== TASK INPUTS
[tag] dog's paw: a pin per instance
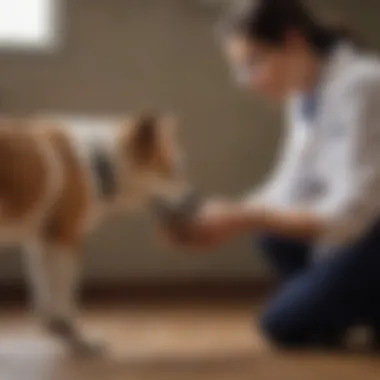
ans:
(79, 345)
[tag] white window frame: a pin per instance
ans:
(44, 33)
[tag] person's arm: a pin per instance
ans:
(350, 205)
(279, 186)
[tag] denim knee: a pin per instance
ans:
(281, 331)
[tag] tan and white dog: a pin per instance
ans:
(58, 177)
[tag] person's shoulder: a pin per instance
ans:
(362, 75)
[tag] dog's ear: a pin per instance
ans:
(144, 137)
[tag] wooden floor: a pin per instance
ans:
(168, 341)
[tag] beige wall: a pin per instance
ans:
(126, 55)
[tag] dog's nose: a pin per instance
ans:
(177, 211)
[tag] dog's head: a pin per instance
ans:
(152, 159)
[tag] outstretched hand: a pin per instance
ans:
(215, 222)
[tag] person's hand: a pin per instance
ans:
(216, 221)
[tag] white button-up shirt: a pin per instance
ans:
(330, 161)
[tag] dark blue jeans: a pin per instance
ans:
(318, 301)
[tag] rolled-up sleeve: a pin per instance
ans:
(352, 201)
(280, 187)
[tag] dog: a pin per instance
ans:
(59, 177)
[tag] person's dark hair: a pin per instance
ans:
(269, 21)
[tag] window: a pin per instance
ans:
(28, 24)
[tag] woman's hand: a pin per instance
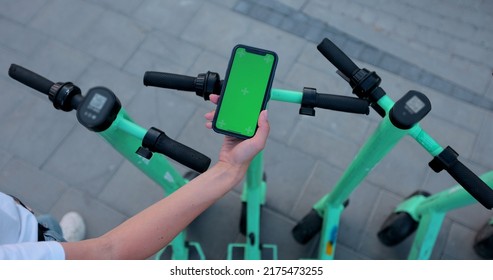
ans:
(239, 152)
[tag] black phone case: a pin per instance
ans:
(266, 96)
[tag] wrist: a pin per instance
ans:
(234, 172)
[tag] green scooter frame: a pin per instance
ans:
(425, 213)
(125, 136)
(327, 211)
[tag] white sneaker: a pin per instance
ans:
(73, 227)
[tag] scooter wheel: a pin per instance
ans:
(307, 228)
(397, 227)
(483, 243)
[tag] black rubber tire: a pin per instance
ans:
(483, 242)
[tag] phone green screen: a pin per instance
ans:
(245, 94)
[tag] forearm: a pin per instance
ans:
(144, 234)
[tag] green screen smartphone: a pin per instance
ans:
(245, 91)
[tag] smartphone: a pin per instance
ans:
(245, 91)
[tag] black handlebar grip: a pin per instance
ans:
(182, 154)
(472, 184)
(169, 80)
(342, 103)
(30, 79)
(337, 57)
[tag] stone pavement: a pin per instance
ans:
(442, 48)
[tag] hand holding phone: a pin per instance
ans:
(245, 91)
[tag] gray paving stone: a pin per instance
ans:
(206, 29)
(438, 45)
(163, 53)
(98, 217)
(126, 6)
(130, 191)
(20, 38)
(124, 85)
(108, 32)
(323, 145)
(4, 158)
(460, 243)
(84, 160)
(66, 20)
(21, 11)
(171, 16)
(484, 148)
(287, 170)
(34, 129)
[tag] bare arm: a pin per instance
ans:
(146, 233)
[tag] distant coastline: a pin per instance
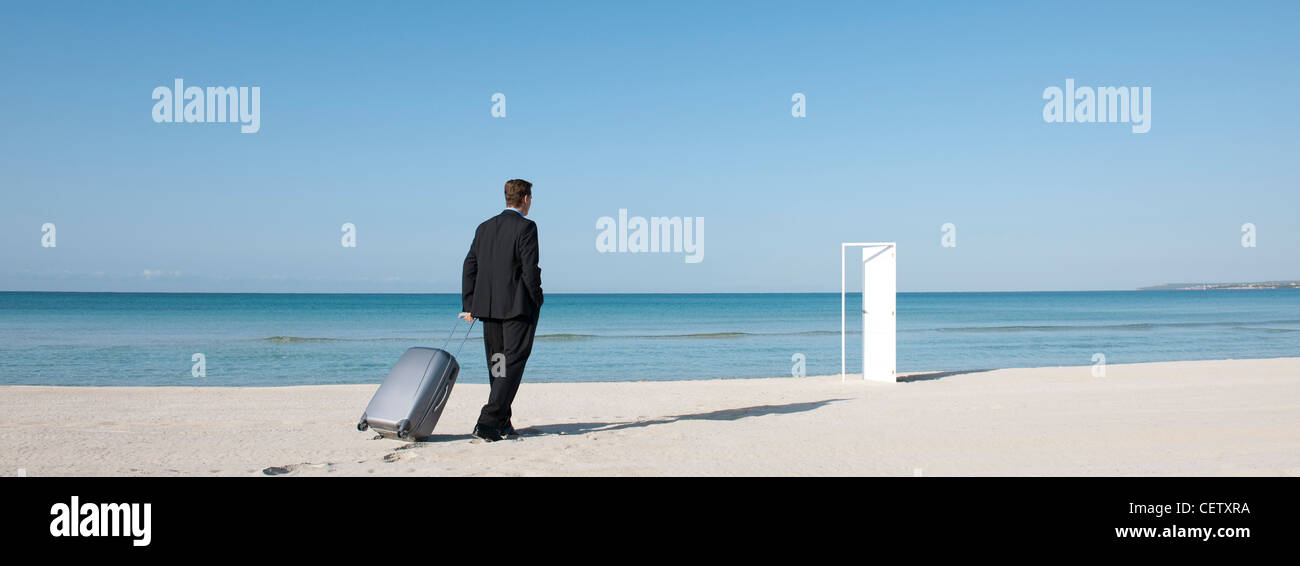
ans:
(1222, 286)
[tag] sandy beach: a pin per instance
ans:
(1178, 418)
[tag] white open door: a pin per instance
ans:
(879, 342)
(879, 310)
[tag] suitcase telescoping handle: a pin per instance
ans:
(454, 331)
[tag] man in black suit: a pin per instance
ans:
(502, 285)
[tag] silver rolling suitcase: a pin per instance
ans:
(410, 401)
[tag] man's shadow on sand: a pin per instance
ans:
(724, 414)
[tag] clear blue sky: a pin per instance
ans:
(918, 113)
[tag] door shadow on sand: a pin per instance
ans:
(724, 414)
(936, 375)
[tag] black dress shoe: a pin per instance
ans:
(486, 433)
(510, 431)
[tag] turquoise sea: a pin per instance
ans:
(128, 338)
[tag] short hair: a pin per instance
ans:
(515, 191)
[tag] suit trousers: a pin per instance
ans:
(507, 344)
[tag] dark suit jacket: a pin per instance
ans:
(501, 276)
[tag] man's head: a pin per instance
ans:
(519, 194)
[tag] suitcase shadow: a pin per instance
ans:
(724, 414)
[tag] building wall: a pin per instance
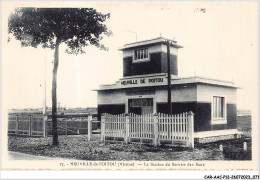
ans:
(157, 62)
(205, 93)
(190, 97)
(111, 97)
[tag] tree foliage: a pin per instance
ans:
(49, 27)
(76, 27)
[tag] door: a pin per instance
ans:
(136, 110)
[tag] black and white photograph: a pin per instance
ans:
(130, 85)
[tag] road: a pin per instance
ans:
(22, 156)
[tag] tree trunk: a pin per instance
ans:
(55, 141)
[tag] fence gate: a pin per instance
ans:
(175, 130)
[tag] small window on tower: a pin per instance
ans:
(141, 54)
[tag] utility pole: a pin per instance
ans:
(44, 96)
(169, 79)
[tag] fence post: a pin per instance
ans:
(191, 129)
(30, 125)
(44, 125)
(127, 129)
(89, 126)
(16, 126)
(155, 127)
(103, 127)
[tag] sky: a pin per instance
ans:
(219, 42)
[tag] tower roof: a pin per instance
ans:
(159, 40)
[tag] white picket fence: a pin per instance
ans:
(157, 129)
(27, 125)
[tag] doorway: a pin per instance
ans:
(141, 106)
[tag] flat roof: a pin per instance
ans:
(161, 40)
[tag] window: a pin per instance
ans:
(141, 54)
(218, 107)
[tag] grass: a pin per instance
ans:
(78, 147)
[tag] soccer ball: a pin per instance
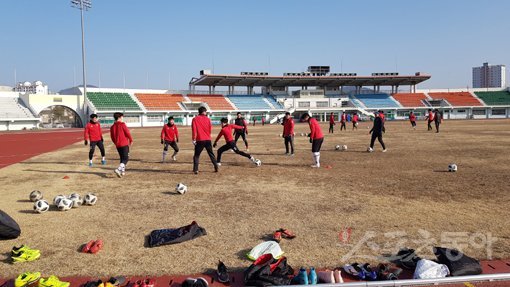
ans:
(90, 199)
(58, 198)
(76, 199)
(35, 195)
(181, 188)
(65, 204)
(41, 206)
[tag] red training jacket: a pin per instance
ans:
(315, 129)
(226, 131)
(169, 133)
(120, 134)
(93, 132)
(201, 128)
(288, 127)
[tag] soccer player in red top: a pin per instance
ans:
(412, 119)
(94, 134)
(343, 120)
(331, 123)
(122, 139)
(201, 129)
(316, 138)
(226, 131)
(288, 134)
(355, 119)
(170, 137)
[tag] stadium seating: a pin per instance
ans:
(113, 101)
(410, 99)
(494, 98)
(463, 99)
(249, 102)
(12, 107)
(377, 101)
(215, 102)
(161, 101)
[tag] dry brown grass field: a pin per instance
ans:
(404, 190)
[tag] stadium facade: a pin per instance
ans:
(257, 95)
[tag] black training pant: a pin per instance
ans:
(243, 135)
(93, 145)
(231, 145)
(124, 154)
(377, 136)
(199, 147)
(173, 144)
(289, 140)
(317, 144)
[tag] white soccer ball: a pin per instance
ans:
(181, 188)
(58, 198)
(76, 199)
(41, 206)
(65, 204)
(35, 195)
(90, 199)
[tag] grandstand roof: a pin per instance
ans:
(300, 81)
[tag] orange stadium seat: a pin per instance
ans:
(161, 101)
(215, 102)
(410, 99)
(462, 99)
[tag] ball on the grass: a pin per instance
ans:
(35, 195)
(181, 188)
(65, 204)
(90, 199)
(41, 206)
(58, 198)
(76, 199)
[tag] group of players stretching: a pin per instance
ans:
(201, 127)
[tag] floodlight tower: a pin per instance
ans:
(83, 5)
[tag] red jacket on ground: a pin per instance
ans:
(315, 129)
(201, 128)
(288, 127)
(120, 134)
(93, 132)
(226, 131)
(169, 133)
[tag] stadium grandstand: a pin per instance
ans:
(256, 95)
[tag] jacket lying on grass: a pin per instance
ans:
(172, 236)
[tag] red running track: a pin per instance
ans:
(19, 146)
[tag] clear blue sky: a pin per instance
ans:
(41, 40)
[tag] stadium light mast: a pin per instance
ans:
(83, 5)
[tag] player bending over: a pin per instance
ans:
(316, 138)
(226, 131)
(122, 139)
(242, 132)
(94, 134)
(201, 129)
(377, 131)
(170, 137)
(288, 133)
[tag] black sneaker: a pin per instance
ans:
(222, 273)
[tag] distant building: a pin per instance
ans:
(489, 76)
(36, 87)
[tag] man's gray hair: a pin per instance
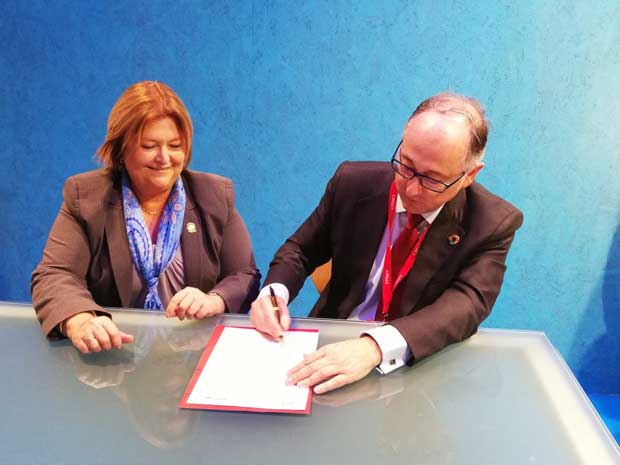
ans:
(471, 109)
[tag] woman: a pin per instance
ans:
(143, 232)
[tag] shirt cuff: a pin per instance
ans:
(279, 289)
(394, 348)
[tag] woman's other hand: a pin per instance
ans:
(90, 333)
(193, 304)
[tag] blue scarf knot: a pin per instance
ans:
(151, 260)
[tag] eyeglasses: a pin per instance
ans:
(427, 182)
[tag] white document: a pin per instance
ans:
(241, 370)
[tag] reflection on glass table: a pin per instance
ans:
(501, 397)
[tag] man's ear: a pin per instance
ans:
(472, 173)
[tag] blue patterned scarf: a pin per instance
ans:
(151, 261)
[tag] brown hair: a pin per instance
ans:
(140, 104)
(470, 108)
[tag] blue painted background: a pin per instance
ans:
(281, 92)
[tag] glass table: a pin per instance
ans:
(501, 397)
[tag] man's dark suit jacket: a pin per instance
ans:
(451, 287)
(87, 263)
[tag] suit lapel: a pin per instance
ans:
(120, 255)
(435, 249)
(191, 243)
(366, 232)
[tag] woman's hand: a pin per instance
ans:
(90, 333)
(193, 304)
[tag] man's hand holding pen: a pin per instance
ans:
(270, 316)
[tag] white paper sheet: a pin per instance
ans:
(245, 371)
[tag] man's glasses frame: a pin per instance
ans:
(426, 182)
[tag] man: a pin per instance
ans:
(418, 244)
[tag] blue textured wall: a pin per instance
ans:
(281, 92)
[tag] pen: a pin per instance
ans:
(274, 304)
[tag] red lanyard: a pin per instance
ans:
(388, 284)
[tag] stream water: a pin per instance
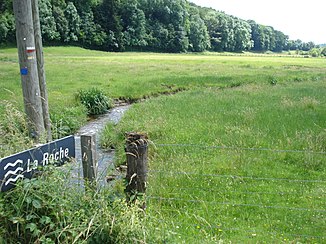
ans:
(105, 159)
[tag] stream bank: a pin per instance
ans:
(105, 158)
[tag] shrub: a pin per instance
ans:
(95, 101)
(67, 121)
(51, 209)
(14, 135)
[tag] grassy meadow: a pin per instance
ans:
(238, 154)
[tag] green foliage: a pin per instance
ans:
(14, 136)
(206, 194)
(67, 121)
(47, 21)
(50, 209)
(74, 22)
(94, 100)
(167, 26)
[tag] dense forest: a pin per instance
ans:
(148, 25)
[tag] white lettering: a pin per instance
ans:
(45, 159)
(51, 158)
(56, 156)
(31, 165)
(66, 152)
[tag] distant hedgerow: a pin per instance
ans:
(95, 101)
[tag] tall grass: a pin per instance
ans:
(51, 209)
(207, 186)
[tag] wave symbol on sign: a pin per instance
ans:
(19, 161)
(17, 172)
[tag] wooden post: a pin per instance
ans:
(89, 161)
(136, 153)
(28, 67)
(40, 68)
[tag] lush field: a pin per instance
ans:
(218, 180)
(137, 75)
(232, 156)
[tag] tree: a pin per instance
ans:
(134, 24)
(107, 16)
(242, 36)
(198, 36)
(7, 27)
(73, 20)
(47, 20)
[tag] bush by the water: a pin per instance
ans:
(51, 209)
(95, 101)
(14, 136)
(67, 121)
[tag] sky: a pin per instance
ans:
(299, 19)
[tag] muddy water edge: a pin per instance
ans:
(105, 159)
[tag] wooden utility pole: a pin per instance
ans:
(40, 68)
(28, 67)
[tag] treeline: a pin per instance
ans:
(156, 25)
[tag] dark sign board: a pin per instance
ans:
(25, 164)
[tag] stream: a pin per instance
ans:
(105, 158)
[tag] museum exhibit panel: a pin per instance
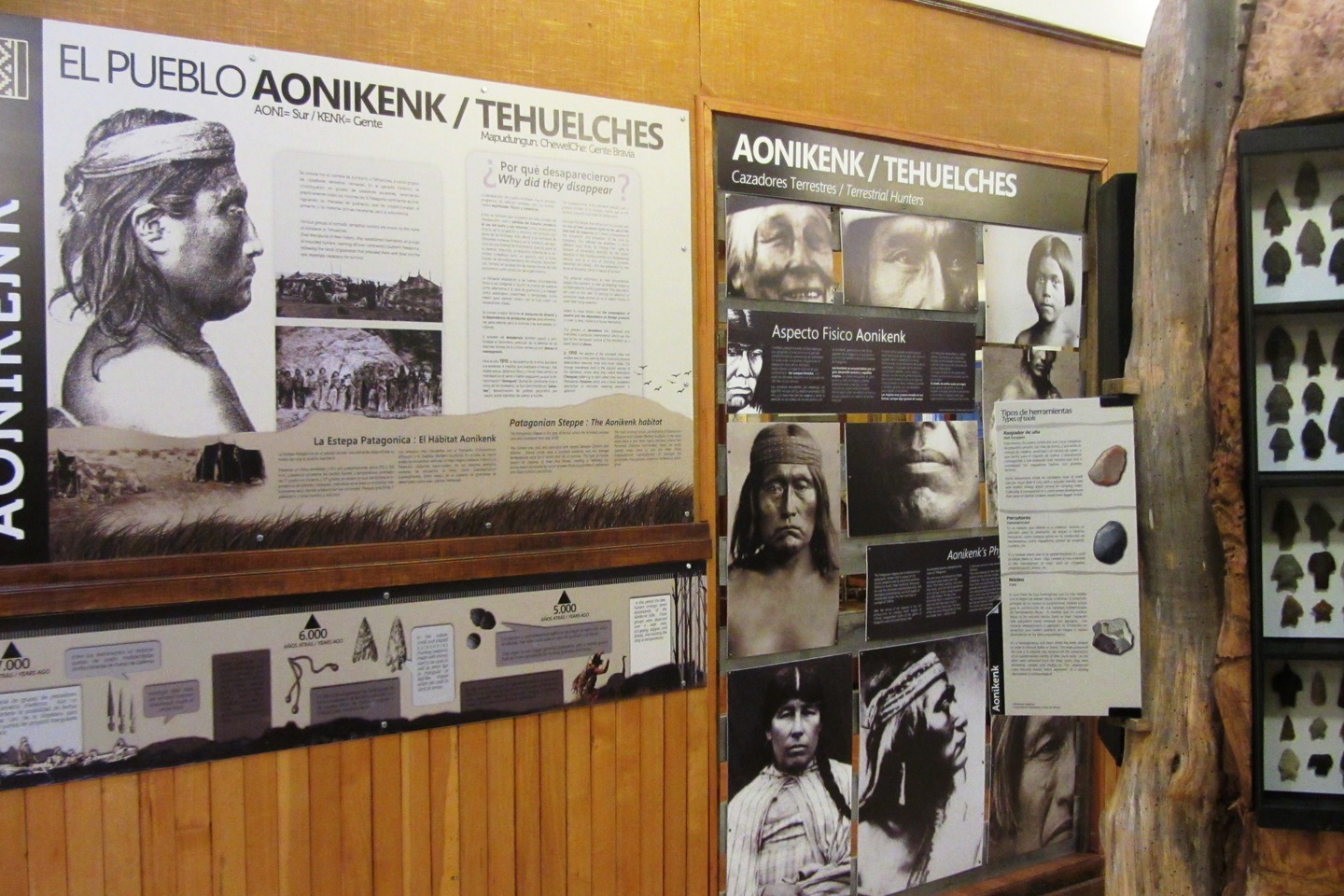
====
__WHAT NEEDS TO BE DONE__. Read the material above and copy out each line holding "building".

__WRITTEN SOLUTION__.
[tag] building wall: a pin per instance
[tag] distant building: a pin per instance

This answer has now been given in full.